TEXT |
30/07/2025
Money, Myths, and Meaning: A Conversation on Taxation and Government Spending in Ethiopia
By Kebour Ghenna
Here in Ethiopia, where goats still outnumber bank ATMs and the shadow of the IMF looms large over our economy, a curious myth lives on. It is repeated in parliamentary speeches, media commentary, and coffeehouse chatter alike: that government services – -schools, hospitals, roads – are all graciously funded by “taxpayers’ money.”
It sounds noble. Democratic. Even responsible. But it’s also – how shall we say this gently? – completely upside down.
As if the government were a struggling corner shopkeeper, anxiously counting coins before daring to buy a broom.
No, dear reader. The Ethiopian government, like any sovereign government with its own currency, doesn’t need your money before it can spend. It creates Birr by pressing a few keys at the National Bank. It spends first. It taxes later.
Don’t believe me? Perhaps this little parable will help.

TO DO |
1. From the essay on taxation in Ethiopia, write out the passage starting with "No, dear reader." and going on through "parable will help.".
2. According to the essay on taxation in Ethiopia, how does the government create Birr?
3. Carry on the essay on taxation and government spending in Ethiopia from the point where it stops.

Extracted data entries
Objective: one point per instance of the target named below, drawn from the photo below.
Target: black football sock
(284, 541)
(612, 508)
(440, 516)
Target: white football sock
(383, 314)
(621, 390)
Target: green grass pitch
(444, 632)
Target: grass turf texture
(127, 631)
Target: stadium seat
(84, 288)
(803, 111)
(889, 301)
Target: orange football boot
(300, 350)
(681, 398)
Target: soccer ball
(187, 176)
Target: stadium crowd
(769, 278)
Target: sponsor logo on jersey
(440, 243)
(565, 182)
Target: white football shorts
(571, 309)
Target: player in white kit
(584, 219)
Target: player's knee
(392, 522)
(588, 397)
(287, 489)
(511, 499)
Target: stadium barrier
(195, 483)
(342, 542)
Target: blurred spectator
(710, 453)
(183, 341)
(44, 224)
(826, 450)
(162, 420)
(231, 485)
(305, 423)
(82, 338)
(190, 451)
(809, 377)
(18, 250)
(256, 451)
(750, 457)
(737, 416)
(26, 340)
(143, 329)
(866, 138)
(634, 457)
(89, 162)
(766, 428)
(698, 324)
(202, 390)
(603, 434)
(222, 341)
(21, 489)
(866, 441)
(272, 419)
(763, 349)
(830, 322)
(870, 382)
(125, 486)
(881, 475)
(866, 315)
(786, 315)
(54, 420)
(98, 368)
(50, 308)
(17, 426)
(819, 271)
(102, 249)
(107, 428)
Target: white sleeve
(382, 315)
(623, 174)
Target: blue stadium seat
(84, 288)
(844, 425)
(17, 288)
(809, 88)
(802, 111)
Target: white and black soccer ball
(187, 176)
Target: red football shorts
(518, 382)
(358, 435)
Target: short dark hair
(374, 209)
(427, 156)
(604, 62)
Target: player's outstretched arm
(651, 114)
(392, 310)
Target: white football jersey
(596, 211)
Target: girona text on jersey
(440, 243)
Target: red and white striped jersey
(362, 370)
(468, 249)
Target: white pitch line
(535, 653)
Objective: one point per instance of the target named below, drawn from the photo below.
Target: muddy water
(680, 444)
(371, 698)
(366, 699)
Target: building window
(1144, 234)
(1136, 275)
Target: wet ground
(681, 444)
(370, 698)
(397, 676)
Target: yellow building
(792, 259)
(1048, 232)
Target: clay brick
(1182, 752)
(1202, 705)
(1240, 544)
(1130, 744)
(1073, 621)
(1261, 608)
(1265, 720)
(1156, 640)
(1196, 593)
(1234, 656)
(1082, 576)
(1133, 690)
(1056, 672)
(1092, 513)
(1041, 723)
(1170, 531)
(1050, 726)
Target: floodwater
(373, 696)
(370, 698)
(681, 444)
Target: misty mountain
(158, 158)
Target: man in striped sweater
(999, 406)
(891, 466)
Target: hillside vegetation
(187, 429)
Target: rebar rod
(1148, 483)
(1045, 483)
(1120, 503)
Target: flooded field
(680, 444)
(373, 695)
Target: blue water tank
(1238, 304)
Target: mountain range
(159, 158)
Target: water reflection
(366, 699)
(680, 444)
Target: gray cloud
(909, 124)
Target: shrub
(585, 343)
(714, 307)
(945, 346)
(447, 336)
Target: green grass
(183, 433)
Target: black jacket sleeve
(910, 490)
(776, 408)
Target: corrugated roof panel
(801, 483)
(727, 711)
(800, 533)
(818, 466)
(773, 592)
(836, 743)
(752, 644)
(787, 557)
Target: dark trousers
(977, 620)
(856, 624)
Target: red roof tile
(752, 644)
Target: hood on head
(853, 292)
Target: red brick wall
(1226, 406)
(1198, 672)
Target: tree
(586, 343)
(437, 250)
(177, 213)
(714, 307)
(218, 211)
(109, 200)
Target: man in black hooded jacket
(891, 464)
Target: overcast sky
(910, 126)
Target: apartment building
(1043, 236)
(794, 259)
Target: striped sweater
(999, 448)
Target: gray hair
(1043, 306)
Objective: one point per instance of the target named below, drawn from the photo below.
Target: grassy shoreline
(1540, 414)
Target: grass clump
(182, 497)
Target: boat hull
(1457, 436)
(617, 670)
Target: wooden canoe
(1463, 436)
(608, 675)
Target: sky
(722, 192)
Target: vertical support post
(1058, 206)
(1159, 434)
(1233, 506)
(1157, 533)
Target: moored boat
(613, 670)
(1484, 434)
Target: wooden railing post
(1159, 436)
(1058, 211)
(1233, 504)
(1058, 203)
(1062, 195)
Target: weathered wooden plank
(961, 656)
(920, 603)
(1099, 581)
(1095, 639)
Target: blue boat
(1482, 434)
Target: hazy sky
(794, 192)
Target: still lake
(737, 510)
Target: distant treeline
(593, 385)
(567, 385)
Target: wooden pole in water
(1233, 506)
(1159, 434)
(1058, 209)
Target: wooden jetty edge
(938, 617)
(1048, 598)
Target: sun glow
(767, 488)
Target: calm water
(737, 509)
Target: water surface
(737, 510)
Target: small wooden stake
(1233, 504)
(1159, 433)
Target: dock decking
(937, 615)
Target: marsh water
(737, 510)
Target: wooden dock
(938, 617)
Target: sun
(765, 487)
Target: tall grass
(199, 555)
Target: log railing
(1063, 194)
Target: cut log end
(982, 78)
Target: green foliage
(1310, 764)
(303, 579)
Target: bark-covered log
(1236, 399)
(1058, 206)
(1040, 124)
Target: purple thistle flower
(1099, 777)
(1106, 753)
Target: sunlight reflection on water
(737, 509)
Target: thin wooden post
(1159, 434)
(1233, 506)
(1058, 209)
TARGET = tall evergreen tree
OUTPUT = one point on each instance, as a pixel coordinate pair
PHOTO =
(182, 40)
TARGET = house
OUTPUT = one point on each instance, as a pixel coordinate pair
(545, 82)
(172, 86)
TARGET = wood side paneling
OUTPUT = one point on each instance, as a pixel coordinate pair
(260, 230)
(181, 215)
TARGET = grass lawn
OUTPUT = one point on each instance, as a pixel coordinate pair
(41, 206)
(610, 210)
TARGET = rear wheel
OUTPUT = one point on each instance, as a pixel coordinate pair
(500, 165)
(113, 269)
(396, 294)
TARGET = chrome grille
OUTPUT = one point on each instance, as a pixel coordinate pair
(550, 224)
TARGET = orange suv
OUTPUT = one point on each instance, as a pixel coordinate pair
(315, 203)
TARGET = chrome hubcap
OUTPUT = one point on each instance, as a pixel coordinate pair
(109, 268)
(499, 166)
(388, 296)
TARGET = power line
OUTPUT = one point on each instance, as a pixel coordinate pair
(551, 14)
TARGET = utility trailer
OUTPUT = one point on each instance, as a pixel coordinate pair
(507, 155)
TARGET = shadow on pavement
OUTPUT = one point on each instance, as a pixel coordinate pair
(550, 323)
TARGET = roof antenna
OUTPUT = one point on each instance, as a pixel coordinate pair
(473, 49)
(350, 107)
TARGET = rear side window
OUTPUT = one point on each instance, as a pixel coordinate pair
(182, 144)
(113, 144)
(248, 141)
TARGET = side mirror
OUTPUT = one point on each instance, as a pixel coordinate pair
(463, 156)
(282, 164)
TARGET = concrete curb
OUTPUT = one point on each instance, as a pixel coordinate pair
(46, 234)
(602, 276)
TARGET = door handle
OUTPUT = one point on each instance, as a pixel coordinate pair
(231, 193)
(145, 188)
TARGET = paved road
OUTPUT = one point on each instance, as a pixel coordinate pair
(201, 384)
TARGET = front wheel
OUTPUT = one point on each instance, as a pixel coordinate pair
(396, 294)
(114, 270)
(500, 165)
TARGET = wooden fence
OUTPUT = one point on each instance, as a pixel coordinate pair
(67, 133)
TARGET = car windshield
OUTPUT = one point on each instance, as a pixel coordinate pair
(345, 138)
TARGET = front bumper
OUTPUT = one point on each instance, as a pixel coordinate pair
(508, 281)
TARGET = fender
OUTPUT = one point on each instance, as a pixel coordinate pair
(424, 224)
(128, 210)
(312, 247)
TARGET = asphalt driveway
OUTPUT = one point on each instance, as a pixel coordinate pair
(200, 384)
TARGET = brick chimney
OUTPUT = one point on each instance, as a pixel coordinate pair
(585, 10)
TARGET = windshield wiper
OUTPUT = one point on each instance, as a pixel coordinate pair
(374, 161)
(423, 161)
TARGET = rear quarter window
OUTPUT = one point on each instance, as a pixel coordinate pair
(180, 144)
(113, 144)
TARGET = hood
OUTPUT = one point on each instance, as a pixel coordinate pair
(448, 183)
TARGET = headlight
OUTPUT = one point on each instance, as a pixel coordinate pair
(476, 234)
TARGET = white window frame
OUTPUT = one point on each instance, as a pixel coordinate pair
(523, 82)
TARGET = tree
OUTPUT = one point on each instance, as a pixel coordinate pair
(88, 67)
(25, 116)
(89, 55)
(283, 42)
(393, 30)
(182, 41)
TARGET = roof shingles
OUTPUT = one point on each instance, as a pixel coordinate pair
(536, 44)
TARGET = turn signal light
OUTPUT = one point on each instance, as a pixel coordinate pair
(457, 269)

ANSWERS BY ITEM NUMBER |
1.
No, dear reader. The Ethiopian government, like any sovereign government with its own currency, doesn’t need your money before it can spend. It creates Birr by pressing a few keys at the National Bank. It spends first. It taxes later.
Don’t believe me? Perhaps this little parable will help.

2. By pressing a few keys at the National Bank.

3.
Take time and go over an imaginary conversation between Senior Policy Manager (Ato Deressa) and a new recruit (Hasabe)
Hasabe: Sir, I’ve heard that we need more taxes to pay for hospitals, schools, and roads. But people say the government is running out of "taxpayers’ money." Is that really how it works?
Ato Deressa: It’s a common belief – but technically, it’s not accurate. The Ethiopian government creates every single Birr it spends before collecting it in taxes. That’s how sovereign currency systems work.
Hasabe: Wait… you’re saying the government doesn’t need taxpayers' money to spend?
Ato Deressa: Precisely. The government spends before it taxes. When the government wants to build a road, for example, it instructs the National Bank of Ethiopia to make payments to a contractor. That payment, those Birrs, are created electronically by the central bank at the government's instruction.
Hasabe: So taxes don’t fund government spending?
Ato Deressa: Not in the way most people think. Taxes don’t fund spending – -they follow spending. The government needs to tax not to get money, but to make sure too much money doesn’t stay in the economy, which could drive up inflation.
Hasabe: So what’s the point of tax then?
Ato Deressa: Good question. Taxes are essential, but for different reasons:
1. They control inflation by reclaiming money that the government has injected into the economy.
2. They give value to the currency – you need Birr to pay taxes, so you have to use the national currency.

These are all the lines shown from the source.